begin RAW DATA
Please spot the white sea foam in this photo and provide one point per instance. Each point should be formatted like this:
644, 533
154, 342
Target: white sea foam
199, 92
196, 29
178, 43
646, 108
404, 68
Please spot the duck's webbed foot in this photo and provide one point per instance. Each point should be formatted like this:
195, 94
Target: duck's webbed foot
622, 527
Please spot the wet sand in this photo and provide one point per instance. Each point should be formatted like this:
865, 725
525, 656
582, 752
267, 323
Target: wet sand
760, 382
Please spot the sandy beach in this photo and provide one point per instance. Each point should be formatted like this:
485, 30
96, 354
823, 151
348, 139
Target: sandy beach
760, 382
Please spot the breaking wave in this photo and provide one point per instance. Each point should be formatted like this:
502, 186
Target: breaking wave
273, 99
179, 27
end RAW DATA
begin RAW DATA
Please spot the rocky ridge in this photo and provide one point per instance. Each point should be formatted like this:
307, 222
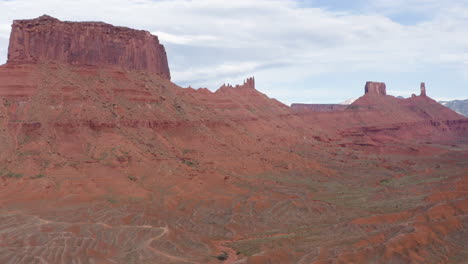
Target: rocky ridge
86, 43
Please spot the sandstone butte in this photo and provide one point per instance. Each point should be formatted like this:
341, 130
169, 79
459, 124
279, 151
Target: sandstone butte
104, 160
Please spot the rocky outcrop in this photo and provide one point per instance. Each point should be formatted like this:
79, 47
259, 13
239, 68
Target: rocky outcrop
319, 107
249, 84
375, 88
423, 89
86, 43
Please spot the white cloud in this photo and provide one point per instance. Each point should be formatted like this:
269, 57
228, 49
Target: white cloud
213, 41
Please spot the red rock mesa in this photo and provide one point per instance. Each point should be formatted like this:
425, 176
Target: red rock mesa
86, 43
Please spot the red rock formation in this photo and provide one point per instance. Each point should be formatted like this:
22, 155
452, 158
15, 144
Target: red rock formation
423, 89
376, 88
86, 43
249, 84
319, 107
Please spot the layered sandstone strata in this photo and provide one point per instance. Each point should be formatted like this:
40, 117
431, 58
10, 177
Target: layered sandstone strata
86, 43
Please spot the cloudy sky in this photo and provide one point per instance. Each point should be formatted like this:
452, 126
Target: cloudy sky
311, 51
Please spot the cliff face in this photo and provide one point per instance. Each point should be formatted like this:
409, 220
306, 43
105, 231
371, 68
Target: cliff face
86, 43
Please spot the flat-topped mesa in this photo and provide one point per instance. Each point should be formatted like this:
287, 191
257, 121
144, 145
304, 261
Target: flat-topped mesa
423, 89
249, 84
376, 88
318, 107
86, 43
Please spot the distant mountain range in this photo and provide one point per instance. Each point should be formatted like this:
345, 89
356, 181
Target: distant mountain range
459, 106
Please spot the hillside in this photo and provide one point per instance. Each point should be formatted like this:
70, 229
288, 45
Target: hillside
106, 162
end RAW DATA
begin RAW DATA
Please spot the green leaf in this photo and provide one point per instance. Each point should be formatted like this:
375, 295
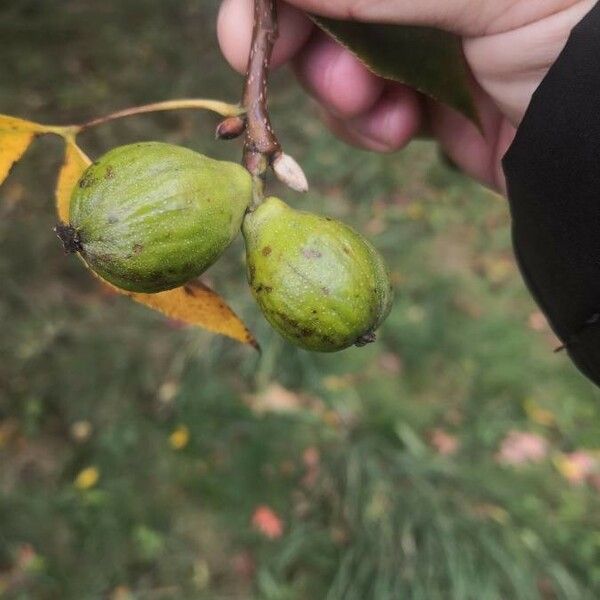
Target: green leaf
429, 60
end RAW DATA
#### [INSTRUCTIONS TO FOLLOW]
Find each line in the material above that contains the string "formation" and copy those lines in full.

#### [FINISHED TASK]
Please spot the red rock formation in this photo and provide one point per instance. Each point should be formatted like this:
Target: red rock formation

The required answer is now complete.